(Input data Opens)
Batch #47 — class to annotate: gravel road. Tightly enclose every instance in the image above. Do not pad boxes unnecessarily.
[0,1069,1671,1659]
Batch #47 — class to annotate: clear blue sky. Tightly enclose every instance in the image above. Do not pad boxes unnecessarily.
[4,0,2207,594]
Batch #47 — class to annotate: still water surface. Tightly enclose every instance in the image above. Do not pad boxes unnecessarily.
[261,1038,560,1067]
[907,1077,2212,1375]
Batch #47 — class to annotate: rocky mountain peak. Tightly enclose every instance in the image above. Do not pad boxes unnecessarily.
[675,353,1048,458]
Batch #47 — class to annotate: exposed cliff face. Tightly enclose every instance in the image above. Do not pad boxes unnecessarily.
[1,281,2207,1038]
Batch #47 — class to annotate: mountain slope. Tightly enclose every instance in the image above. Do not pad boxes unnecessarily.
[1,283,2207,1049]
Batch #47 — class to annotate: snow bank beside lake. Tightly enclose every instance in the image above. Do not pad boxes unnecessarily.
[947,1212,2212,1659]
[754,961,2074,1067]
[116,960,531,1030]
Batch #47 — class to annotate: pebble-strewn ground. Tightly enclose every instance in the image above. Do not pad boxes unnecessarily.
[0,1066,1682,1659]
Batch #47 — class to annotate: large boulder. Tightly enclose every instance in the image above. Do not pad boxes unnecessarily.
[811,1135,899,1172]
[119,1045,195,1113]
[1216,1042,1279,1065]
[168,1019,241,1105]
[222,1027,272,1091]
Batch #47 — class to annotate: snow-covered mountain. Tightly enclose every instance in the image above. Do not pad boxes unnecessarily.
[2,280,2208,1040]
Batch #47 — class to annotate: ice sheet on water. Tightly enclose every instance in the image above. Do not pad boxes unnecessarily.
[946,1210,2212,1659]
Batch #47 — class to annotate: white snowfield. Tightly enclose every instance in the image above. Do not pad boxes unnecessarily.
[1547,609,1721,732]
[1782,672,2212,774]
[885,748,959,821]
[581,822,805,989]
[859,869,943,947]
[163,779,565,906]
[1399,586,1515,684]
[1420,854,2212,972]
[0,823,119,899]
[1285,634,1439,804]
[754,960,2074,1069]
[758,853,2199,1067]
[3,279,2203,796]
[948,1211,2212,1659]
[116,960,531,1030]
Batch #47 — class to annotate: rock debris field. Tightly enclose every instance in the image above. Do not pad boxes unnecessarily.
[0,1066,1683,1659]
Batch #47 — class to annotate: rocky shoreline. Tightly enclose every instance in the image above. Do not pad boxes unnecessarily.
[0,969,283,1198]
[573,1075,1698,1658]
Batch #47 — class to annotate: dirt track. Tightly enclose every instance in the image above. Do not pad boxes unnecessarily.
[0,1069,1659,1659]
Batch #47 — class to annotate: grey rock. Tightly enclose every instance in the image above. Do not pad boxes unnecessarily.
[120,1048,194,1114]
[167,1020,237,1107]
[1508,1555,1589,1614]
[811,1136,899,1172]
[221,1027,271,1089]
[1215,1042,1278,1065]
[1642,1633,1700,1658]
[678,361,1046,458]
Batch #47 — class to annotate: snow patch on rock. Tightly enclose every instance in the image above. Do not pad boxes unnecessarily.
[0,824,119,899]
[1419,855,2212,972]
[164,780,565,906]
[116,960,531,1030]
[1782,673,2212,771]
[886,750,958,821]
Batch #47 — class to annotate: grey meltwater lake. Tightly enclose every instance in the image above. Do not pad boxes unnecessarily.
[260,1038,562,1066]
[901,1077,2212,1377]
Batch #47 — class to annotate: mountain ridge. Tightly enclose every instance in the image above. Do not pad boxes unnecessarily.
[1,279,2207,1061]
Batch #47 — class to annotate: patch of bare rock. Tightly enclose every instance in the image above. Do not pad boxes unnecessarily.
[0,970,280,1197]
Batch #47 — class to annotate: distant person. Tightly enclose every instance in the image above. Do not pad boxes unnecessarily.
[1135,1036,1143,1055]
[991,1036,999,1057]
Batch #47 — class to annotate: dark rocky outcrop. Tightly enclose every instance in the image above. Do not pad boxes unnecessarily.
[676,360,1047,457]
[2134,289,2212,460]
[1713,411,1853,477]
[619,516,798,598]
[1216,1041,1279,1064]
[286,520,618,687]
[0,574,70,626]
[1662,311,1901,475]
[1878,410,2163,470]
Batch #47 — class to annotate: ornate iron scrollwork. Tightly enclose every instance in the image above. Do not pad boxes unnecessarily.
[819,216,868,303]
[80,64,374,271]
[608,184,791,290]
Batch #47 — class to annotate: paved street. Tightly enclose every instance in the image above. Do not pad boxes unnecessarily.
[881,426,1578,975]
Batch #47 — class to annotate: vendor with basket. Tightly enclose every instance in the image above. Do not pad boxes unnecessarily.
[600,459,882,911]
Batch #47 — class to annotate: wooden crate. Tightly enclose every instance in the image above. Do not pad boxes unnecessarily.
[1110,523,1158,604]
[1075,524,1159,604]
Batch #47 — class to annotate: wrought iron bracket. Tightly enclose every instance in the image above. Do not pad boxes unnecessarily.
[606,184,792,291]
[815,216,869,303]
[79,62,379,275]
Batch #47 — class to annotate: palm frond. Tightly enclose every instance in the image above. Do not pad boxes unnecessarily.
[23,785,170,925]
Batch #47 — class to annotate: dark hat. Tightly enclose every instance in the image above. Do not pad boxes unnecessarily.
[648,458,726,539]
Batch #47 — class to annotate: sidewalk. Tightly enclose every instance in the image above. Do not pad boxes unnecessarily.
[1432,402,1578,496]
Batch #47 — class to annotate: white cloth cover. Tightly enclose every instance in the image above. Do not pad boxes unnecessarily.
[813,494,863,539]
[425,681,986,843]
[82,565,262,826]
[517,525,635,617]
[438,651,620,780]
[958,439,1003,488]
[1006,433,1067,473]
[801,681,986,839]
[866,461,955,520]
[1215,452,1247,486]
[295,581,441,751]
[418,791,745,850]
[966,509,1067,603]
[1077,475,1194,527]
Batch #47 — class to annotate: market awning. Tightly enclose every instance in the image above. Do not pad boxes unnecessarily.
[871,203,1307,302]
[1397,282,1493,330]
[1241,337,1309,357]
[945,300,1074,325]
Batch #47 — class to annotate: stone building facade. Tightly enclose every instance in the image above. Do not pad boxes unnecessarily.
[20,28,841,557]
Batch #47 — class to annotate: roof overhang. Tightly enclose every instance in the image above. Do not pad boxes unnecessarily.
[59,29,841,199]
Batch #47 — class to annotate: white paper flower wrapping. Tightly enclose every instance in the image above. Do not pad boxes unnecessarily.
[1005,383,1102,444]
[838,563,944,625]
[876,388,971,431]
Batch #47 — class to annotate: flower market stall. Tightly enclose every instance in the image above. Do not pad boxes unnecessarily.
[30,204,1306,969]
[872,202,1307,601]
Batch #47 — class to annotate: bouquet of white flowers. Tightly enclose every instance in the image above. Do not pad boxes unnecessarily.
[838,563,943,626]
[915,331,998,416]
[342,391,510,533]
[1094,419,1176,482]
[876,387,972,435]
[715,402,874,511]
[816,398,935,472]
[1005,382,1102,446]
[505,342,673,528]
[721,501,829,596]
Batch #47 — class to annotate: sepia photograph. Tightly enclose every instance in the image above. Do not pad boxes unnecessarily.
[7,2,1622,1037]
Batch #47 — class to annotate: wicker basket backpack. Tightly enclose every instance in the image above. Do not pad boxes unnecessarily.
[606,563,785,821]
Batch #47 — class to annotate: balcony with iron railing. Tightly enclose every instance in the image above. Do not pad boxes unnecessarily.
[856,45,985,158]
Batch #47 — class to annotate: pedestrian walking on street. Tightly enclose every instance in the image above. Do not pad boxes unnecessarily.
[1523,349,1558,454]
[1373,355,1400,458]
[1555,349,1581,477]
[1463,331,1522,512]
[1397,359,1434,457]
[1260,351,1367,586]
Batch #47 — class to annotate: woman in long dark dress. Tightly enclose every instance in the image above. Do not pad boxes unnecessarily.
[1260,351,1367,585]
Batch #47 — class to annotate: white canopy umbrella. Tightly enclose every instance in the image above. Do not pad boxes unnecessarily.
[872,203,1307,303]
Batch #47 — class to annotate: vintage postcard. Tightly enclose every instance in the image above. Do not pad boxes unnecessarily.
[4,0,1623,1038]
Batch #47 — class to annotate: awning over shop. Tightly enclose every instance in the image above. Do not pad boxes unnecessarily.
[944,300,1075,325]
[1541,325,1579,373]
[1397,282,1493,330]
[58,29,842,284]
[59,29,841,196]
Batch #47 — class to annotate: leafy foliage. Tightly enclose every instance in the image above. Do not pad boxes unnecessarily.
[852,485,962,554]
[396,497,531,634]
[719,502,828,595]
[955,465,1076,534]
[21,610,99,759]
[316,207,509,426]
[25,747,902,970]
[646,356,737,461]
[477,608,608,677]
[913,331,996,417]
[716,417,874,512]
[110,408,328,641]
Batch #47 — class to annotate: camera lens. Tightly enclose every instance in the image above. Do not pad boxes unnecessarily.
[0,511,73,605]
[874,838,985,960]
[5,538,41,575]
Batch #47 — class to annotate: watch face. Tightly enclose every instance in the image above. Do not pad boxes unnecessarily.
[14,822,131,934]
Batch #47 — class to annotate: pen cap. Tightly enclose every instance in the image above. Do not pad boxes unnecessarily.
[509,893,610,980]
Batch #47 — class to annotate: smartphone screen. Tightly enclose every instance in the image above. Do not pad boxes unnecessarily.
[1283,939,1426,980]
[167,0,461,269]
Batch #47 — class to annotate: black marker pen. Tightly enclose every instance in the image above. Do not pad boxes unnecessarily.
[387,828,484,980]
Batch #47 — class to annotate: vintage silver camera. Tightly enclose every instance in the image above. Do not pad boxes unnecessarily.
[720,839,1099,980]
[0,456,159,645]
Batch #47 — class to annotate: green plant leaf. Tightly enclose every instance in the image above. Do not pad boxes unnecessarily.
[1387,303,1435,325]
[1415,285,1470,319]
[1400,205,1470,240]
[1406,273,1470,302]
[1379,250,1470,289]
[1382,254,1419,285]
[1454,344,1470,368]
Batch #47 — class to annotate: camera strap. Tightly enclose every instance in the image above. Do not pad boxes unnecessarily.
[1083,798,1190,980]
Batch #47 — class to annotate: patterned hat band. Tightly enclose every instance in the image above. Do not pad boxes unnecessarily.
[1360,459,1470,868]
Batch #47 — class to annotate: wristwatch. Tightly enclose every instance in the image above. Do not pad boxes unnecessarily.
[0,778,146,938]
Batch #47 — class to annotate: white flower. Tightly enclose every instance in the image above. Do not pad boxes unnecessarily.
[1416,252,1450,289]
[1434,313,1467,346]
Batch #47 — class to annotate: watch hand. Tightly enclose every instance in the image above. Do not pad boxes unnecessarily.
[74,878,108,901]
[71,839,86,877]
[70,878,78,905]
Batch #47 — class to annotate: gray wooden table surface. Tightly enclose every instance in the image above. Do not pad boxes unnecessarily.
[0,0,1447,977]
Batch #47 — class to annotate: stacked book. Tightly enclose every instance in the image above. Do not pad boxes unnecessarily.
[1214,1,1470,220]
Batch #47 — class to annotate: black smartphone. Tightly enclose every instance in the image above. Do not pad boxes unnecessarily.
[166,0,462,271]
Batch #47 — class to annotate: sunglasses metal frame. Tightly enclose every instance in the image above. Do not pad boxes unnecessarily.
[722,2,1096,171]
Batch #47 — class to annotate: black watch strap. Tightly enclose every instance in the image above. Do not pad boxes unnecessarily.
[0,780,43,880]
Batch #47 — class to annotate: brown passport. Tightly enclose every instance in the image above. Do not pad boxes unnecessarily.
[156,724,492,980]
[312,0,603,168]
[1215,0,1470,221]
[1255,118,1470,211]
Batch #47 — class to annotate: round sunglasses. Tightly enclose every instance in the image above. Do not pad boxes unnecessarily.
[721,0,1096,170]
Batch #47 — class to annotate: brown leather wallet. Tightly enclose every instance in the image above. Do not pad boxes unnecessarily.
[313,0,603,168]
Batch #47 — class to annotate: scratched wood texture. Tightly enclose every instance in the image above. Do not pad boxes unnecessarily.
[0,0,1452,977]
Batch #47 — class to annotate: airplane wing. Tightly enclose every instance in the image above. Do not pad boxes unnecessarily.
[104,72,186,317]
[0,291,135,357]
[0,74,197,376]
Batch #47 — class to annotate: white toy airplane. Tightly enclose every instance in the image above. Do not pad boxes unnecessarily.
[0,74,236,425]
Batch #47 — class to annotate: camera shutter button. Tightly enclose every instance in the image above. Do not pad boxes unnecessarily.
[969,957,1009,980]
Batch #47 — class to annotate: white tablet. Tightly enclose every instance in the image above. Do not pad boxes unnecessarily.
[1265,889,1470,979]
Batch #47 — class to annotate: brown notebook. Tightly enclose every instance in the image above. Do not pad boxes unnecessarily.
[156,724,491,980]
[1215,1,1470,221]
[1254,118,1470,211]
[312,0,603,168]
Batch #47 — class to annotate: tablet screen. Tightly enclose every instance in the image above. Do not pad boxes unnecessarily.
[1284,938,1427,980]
(Input data Closes)
Description of the task
Reply with exactly the lines from the one containing "Batch #47 — class to annotate: tablet" to the last line of the material, inclusive, and with nothing more.

Result
Batch #47 — class to annotate: tablet screen. Tightly enclose every instance in the image above. Do not pad boxes unnecessarily.
[1284,938,1427,980]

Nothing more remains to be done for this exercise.